**PROBLEM:**
The lines to output run from the first line of the entries below through the line containing "Where can the person"; copy them exactly and leave out pictures.

"""

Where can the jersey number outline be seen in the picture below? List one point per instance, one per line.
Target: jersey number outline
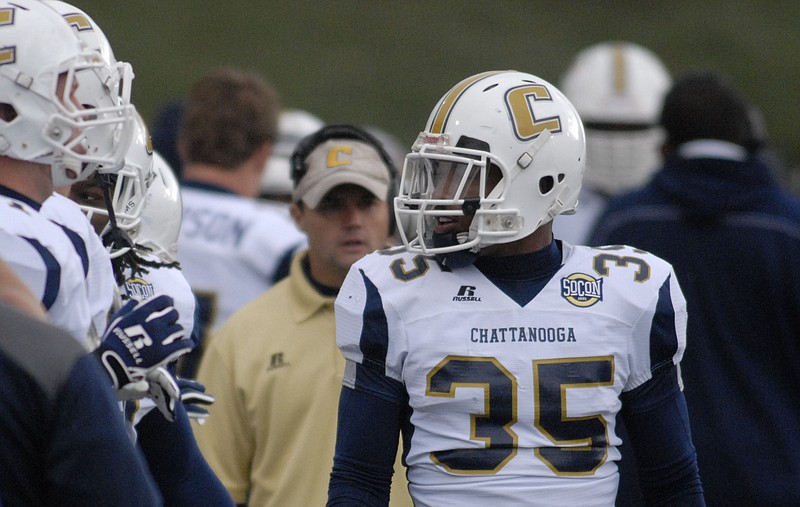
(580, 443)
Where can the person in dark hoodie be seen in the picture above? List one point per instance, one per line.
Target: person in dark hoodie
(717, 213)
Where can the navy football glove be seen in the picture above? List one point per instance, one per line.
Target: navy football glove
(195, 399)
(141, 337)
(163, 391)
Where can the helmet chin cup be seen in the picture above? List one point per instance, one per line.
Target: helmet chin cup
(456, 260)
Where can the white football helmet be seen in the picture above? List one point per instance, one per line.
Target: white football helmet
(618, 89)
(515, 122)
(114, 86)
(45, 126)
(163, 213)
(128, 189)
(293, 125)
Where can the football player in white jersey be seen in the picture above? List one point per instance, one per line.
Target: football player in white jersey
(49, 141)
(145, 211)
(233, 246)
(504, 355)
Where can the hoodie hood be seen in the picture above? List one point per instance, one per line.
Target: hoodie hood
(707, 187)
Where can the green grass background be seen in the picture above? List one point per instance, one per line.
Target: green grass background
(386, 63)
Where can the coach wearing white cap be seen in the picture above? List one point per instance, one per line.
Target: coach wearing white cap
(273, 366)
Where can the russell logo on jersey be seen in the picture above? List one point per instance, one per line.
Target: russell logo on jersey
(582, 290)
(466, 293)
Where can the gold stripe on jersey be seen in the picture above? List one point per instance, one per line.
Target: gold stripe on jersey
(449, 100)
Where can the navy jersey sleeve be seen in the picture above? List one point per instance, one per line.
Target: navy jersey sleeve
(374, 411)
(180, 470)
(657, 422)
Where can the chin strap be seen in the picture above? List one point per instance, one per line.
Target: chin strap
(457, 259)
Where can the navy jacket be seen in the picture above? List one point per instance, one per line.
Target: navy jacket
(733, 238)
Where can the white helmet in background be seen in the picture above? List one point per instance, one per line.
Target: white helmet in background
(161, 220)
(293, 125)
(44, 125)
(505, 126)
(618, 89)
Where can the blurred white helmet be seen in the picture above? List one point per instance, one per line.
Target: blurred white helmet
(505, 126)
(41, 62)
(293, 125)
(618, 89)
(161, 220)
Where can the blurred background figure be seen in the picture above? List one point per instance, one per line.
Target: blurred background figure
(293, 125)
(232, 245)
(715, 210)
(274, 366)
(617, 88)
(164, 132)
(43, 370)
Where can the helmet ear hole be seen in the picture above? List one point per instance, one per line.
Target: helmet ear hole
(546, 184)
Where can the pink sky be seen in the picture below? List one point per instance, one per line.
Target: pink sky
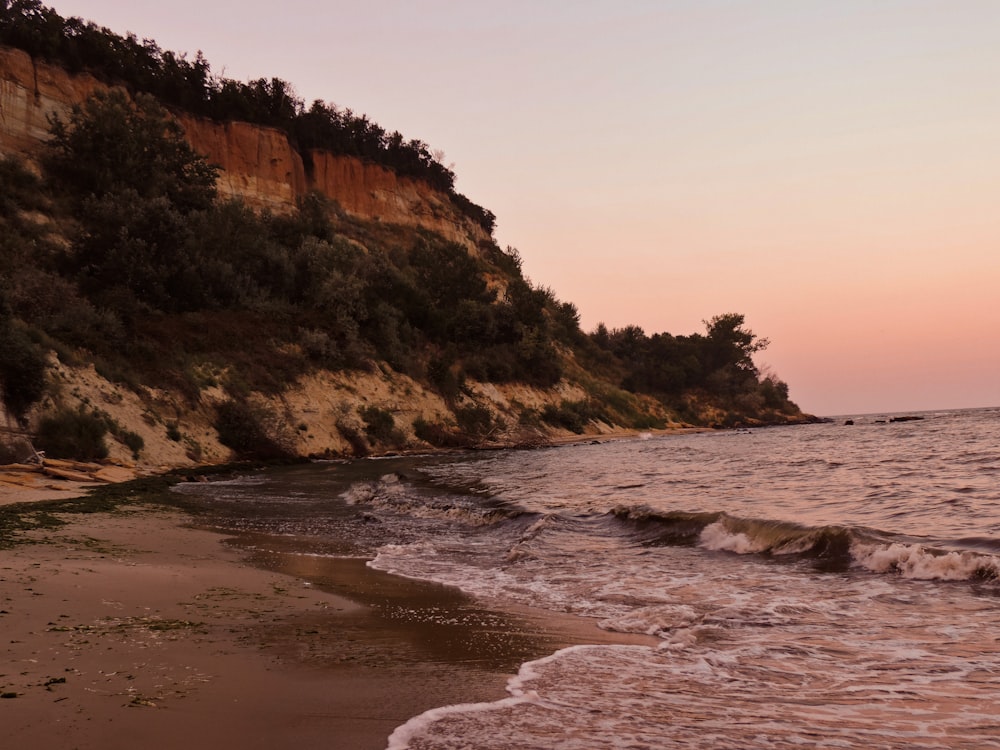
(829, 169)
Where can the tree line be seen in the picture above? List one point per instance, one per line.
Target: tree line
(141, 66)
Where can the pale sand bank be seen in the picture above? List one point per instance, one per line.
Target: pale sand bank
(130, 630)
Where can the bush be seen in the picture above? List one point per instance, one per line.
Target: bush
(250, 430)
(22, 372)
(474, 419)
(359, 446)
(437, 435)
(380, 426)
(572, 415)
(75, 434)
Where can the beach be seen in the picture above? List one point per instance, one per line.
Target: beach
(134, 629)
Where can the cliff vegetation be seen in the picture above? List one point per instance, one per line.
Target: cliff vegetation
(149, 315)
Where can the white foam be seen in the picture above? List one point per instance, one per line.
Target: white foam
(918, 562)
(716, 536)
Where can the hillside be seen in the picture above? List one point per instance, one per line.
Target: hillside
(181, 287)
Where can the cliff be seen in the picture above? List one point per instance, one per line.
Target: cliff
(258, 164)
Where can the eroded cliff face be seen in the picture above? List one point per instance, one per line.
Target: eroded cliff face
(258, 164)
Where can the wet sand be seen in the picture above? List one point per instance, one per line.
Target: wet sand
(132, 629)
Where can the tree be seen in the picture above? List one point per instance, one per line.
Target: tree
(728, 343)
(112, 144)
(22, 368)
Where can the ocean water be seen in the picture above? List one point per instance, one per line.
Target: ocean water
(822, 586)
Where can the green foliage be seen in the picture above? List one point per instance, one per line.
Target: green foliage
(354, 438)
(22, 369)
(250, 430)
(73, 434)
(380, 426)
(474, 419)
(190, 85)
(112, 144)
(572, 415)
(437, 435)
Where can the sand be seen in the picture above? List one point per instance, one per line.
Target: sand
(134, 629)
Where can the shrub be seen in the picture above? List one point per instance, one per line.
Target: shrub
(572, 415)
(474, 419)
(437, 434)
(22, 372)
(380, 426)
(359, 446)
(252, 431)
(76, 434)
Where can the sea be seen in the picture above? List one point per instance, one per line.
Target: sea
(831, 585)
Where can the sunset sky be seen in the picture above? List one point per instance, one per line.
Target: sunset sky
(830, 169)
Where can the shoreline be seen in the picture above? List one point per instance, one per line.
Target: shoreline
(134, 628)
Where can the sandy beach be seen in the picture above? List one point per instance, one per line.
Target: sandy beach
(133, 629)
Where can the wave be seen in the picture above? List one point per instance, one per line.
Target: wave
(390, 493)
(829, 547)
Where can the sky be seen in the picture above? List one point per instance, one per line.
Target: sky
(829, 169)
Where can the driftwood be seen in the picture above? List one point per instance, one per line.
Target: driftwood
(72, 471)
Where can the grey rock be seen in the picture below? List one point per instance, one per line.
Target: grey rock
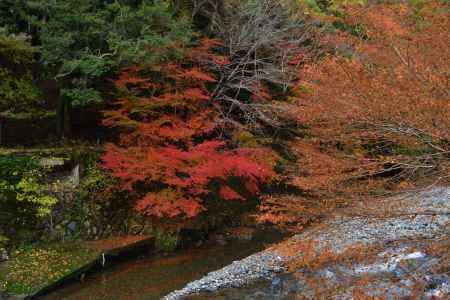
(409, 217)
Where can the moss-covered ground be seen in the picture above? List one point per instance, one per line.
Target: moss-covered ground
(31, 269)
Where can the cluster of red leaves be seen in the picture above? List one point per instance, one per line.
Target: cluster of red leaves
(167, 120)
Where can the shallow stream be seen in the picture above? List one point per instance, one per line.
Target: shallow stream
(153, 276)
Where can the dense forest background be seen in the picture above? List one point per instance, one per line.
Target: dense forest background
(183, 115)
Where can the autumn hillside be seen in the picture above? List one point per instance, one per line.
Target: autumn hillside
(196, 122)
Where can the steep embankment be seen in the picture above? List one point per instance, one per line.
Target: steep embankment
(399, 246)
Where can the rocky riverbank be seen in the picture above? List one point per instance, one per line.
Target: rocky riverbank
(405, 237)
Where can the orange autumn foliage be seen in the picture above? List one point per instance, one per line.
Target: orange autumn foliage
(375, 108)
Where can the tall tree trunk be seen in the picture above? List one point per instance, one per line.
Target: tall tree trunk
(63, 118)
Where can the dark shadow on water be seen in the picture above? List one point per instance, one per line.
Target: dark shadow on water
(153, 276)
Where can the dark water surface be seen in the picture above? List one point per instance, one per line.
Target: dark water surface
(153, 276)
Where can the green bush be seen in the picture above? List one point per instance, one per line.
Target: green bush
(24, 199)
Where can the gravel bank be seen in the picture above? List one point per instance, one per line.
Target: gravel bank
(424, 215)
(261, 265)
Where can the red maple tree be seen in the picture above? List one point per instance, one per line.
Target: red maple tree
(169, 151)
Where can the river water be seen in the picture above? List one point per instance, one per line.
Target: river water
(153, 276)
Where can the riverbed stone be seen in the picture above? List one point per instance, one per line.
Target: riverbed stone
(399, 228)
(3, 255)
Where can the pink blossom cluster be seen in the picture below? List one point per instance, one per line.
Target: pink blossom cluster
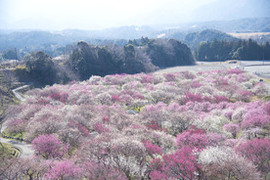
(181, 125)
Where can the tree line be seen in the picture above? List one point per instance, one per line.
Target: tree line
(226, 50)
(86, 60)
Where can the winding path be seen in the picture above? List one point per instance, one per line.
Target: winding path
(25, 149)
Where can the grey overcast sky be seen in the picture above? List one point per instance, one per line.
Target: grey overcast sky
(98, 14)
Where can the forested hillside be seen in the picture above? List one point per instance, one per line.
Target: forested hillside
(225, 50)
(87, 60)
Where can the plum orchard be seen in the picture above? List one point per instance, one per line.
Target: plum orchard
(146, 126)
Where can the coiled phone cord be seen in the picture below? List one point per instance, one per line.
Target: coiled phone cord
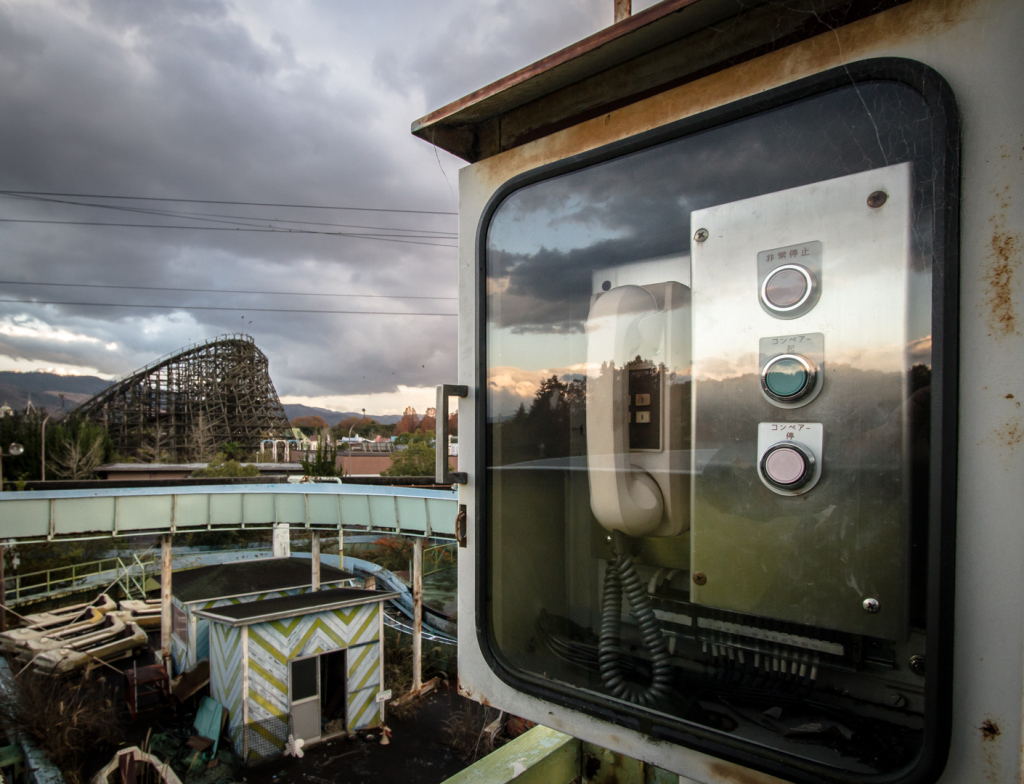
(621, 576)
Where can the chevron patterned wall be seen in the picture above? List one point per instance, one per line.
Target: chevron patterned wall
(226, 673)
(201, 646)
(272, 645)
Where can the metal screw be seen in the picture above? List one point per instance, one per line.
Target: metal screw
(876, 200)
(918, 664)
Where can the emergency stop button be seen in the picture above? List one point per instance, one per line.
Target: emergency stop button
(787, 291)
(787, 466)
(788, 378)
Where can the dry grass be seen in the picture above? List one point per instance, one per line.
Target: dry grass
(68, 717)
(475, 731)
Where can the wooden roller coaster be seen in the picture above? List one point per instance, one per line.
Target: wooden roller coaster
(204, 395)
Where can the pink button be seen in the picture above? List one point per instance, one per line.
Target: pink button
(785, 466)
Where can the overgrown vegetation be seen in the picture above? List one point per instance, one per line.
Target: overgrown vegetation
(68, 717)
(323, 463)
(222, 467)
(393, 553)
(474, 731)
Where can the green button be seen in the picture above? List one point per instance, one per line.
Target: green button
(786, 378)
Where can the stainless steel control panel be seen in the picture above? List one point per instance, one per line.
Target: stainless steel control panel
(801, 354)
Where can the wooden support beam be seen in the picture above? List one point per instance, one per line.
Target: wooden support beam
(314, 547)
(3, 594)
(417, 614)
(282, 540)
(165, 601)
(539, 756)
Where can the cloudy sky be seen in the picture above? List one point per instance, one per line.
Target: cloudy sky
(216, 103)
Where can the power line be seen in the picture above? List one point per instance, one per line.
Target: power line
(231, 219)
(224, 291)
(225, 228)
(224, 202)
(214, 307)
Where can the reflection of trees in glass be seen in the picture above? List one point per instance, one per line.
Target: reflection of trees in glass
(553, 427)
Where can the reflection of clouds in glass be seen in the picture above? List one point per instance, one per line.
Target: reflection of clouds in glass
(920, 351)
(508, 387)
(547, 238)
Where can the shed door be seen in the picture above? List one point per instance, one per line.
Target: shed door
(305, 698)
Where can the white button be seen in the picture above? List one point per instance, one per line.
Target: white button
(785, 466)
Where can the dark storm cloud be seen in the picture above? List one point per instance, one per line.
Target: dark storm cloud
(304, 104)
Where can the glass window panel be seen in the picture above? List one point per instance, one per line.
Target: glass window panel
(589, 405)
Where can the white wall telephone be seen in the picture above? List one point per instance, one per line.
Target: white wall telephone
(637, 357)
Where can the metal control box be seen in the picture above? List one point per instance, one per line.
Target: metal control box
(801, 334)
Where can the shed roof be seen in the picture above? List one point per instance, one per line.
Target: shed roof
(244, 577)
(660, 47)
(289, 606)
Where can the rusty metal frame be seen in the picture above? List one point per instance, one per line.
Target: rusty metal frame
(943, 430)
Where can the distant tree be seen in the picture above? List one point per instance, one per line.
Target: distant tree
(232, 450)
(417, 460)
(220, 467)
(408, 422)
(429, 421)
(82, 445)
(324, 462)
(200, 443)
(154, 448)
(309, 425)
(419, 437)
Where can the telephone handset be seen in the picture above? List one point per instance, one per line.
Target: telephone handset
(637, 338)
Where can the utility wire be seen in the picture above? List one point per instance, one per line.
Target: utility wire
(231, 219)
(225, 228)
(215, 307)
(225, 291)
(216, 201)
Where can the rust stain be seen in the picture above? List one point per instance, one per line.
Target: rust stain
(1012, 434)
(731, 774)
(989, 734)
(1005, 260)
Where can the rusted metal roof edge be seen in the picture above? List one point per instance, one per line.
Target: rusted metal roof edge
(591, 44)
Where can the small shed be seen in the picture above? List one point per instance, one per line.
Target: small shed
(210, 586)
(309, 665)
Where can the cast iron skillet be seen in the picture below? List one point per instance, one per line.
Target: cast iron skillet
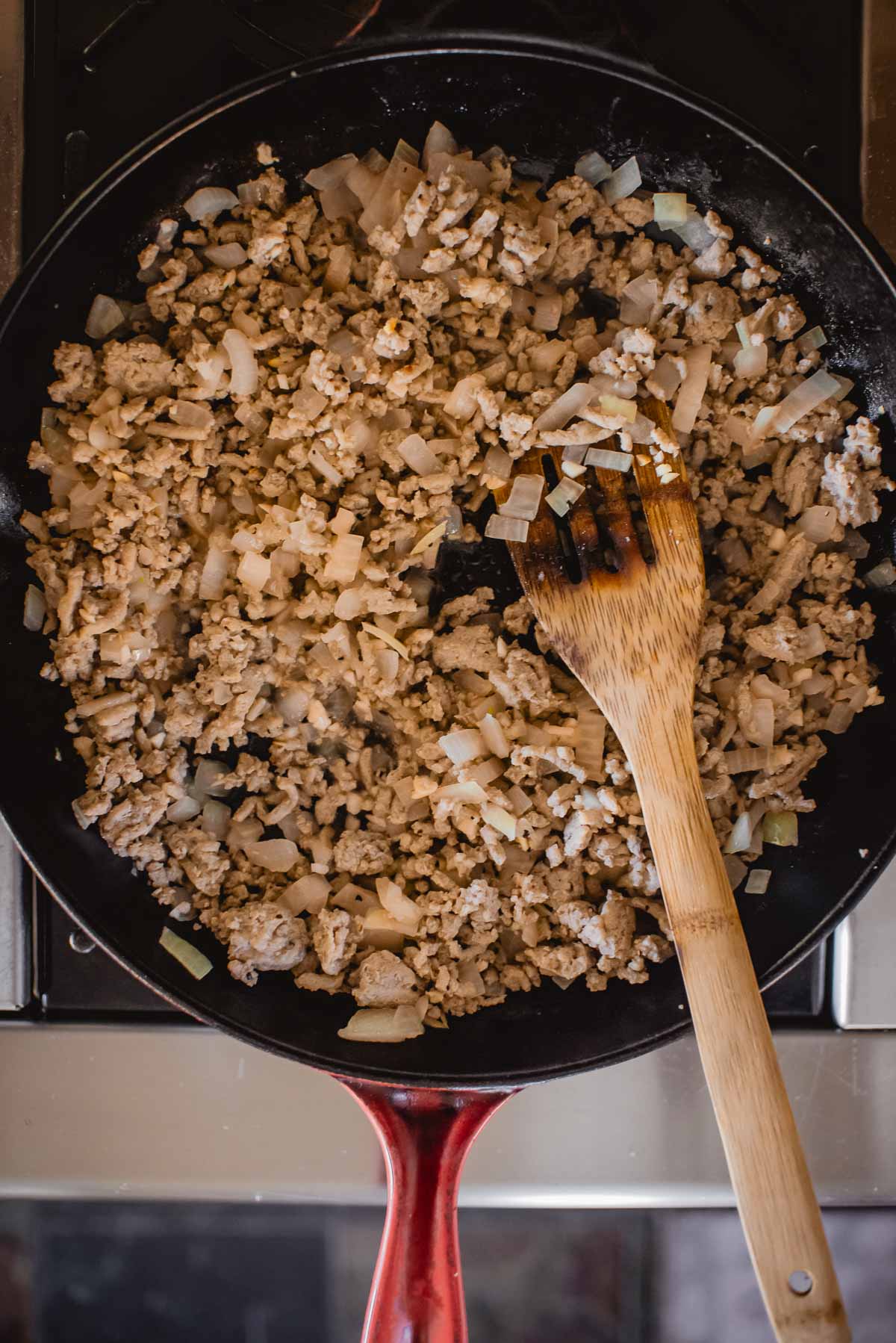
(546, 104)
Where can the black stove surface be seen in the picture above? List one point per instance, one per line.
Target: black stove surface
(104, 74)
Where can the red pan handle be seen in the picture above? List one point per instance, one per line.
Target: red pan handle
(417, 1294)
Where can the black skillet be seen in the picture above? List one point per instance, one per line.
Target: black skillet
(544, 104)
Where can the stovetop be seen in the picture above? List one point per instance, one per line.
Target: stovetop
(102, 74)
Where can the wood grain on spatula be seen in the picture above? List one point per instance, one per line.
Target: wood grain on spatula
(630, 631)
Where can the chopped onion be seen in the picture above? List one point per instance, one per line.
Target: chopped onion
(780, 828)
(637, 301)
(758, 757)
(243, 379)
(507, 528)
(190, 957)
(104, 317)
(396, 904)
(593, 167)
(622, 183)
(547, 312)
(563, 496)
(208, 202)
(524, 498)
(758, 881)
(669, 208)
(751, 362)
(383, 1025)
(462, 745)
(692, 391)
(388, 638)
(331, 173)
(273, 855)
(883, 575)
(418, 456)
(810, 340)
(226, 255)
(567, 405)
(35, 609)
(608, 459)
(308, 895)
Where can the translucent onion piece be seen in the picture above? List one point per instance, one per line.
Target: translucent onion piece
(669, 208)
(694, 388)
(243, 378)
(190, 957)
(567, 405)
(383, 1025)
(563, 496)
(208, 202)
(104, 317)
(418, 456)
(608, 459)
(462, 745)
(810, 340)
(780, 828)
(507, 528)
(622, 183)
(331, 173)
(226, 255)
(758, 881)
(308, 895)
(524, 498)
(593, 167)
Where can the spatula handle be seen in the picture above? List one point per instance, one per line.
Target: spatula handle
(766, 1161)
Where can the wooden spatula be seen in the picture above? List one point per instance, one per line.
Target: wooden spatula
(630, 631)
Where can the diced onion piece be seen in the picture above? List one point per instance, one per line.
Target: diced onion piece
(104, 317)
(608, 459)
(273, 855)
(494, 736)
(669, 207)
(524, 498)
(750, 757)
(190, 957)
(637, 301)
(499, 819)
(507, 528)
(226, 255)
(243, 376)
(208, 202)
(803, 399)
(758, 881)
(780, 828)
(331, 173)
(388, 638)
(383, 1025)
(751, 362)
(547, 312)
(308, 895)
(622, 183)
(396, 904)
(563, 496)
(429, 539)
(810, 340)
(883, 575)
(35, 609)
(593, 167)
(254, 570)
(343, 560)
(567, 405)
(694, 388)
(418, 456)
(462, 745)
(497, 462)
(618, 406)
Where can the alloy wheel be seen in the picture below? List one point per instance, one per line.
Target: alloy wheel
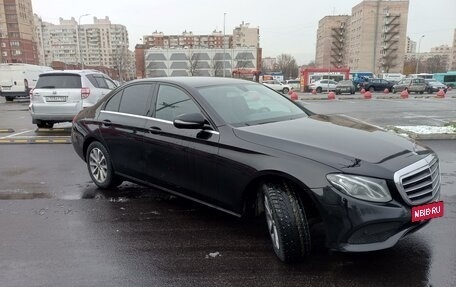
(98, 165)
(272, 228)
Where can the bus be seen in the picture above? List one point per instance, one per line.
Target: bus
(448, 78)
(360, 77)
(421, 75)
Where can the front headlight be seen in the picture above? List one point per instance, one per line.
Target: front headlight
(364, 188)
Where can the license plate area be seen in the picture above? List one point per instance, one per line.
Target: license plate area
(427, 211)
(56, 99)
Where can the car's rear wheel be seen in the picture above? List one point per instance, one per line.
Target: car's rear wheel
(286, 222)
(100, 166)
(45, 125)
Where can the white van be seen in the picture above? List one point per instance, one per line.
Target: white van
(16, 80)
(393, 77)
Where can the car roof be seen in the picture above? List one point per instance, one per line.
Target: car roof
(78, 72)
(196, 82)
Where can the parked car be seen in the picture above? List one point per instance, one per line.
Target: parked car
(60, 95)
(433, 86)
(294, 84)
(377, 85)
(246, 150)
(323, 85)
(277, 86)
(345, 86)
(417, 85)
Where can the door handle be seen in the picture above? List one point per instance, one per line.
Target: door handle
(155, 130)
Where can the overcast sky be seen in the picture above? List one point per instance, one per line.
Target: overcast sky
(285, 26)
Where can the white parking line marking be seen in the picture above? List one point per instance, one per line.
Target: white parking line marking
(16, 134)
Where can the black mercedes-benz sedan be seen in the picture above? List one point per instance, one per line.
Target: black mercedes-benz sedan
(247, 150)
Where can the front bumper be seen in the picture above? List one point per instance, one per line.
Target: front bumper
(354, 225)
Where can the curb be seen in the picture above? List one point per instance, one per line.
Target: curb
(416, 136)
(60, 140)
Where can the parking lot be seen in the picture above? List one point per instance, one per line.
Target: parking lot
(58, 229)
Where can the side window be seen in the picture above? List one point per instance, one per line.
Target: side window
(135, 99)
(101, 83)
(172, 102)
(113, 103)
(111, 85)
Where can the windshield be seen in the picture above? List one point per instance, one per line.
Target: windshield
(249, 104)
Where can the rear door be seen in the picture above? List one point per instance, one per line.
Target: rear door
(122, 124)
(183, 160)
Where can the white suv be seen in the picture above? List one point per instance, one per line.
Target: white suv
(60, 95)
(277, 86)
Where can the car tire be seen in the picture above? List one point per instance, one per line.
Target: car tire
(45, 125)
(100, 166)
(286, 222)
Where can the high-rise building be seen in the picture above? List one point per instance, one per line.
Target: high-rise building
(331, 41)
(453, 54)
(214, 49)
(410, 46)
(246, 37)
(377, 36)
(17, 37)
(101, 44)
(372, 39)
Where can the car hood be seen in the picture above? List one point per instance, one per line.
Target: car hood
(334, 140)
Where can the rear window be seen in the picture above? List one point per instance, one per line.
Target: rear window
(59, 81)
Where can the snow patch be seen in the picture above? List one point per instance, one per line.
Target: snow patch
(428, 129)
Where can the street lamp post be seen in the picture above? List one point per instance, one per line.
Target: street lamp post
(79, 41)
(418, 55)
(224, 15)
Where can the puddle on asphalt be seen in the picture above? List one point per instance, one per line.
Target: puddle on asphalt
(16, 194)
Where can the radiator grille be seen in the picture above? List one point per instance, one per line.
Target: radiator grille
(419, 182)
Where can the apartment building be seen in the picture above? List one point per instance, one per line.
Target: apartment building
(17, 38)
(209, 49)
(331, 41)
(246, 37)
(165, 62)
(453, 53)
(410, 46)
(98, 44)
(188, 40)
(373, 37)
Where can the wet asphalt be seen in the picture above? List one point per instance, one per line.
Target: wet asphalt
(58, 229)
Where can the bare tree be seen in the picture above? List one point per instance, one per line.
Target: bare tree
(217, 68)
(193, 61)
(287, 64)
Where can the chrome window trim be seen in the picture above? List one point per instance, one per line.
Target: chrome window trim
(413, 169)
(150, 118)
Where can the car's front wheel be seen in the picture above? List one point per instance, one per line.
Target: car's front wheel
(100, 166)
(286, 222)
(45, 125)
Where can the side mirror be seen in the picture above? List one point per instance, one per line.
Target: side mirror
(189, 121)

"""

**PROBLEM SOLUTION:**
Where can the jersey number outline be seen in the picture below? List one point per instance, one per line.
Target: jersey number outline
(580, 443)
Where can the person in dark hoodie be seen in the picture above? List one point per instance, one per line.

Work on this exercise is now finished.